Problem requirements –
From the line containing "pale green stem." to the end of the listing, write out every line exactly; leave out everything else.

Input rows –
━━━━━━

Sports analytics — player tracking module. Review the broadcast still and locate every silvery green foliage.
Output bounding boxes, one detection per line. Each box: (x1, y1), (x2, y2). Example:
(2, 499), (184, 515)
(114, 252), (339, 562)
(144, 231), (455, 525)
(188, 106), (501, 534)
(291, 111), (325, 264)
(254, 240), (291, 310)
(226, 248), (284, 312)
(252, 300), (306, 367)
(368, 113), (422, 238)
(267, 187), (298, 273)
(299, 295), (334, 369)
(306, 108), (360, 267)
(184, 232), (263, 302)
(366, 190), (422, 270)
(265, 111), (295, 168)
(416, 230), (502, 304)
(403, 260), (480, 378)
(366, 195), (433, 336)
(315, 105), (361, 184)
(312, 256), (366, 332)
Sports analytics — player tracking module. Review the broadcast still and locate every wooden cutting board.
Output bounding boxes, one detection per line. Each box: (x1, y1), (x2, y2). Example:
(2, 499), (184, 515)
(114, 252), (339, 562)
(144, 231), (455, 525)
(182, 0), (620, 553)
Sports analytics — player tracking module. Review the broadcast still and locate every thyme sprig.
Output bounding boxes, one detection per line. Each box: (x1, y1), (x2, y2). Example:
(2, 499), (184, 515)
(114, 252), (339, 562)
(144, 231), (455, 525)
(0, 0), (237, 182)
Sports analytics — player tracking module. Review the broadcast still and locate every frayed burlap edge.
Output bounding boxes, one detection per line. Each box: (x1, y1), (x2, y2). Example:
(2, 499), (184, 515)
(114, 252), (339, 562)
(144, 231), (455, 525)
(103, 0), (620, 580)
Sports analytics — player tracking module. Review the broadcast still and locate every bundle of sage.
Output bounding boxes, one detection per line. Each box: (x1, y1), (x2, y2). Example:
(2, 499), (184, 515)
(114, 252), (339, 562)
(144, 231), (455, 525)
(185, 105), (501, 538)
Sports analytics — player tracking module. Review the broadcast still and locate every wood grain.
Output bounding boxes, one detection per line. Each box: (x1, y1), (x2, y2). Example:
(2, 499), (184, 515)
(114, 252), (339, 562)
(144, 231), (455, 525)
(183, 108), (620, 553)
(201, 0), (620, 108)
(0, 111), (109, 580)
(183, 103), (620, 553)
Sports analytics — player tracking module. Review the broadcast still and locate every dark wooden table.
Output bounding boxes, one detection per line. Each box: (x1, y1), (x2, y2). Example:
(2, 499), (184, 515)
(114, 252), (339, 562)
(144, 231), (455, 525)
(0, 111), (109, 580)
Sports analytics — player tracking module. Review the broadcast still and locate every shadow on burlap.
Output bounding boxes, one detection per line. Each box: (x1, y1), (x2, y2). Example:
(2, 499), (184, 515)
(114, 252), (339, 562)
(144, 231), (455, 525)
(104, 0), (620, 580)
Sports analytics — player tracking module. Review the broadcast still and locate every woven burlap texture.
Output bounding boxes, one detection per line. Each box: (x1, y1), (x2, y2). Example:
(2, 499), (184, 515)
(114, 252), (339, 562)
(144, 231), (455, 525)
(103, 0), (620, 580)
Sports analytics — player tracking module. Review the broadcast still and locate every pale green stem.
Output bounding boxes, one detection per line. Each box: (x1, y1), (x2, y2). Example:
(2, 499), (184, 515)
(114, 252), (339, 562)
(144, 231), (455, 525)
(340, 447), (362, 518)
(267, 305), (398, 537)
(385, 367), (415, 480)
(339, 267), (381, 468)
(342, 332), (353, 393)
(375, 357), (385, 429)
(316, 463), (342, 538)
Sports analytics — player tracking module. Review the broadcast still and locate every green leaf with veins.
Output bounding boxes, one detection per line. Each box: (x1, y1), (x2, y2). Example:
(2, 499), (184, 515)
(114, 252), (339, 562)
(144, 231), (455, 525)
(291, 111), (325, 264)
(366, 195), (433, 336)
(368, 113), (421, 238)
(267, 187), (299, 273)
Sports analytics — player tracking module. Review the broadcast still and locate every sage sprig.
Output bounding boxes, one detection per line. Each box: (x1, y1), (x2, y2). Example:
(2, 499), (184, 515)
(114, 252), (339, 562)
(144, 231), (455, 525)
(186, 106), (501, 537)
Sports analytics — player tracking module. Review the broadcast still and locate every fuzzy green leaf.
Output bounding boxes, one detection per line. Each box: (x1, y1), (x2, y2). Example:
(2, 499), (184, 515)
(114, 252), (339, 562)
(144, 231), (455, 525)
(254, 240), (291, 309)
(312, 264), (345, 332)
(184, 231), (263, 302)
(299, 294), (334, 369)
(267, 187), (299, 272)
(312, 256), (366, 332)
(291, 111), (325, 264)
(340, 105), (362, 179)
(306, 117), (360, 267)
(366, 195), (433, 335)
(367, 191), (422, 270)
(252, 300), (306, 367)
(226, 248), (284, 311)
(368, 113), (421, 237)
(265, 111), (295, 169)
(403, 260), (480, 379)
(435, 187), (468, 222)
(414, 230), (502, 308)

━━━━━━

Solution to this task –
Sports analytics — player tracking module. Review the broadcast still and locate every pale green stem.
Output bounding boxes, one detection per line. Each box: (x1, y1), (x2, y2). Example:
(2, 499), (184, 515)
(114, 252), (339, 562)
(144, 231), (455, 525)
(340, 447), (362, 518)
(267, 305), (398, 537)
(385, 367), (415, 480)
(339, 267), (381, 468)
(342, 332), (353, 393)
(375, 357), (385, 429)
(316, 463), (342, 538)
Sports analytics — player tracking module. Review the broadcast still and locate every green leaf with veins.
Output bounding boxes, one detection per line. Each box: (x1, y1), (x2, y2). Example:
(2, 499), (184, 515)
(114, 252), (339, 562)
(144, 231), (455, 525)
(291, 111), (325, 264)
(366, 195), (433, 336)
(368, 113), (421, 238)
(267, 187), (299, 273)
Sports analytics — player tracking module. Review the broadcast still and locate every sage sprig.
Output bounding boxes, one detection per line. Each box: (x1, y1), (x2, y2). Example:
(2, 499), (184, 515)
(114, 252), (339, 562)
(144, 231), (455, 525)
(186, 106), (501, 537)
Sports analytics — player tracking module. Review the broadcast still and locate every fuzzy green leaf.
Output bounding boxes, one detection per line. Each box: (x1, y1), (x2, y2). Example:
(2, 499), (184, 515)
(114, 252), (339, 562)
(144, 231), (455, 525)
(254, 240), (291, 309)
(312, 264), (345, 332)
(184, 231), (263, 302)
(299, 294), (334, 369)
(267, 187), (299, 272)
(312, 256), (366, 332)
(291, 111), (325, 264)
(340, 105), (362, 179)
(306, 117), (360, 267)
(366, 195), (433, 335)
(367, 191), (422, 270)
(252, 300), (306, 367)
(226, 248), (284, 311)
(368, 113), (421, 237)
(265, 111), (295, 169)
(403, 260), (480, 379)
(435, 187), (468, 222)
(414, 230), (502, 308)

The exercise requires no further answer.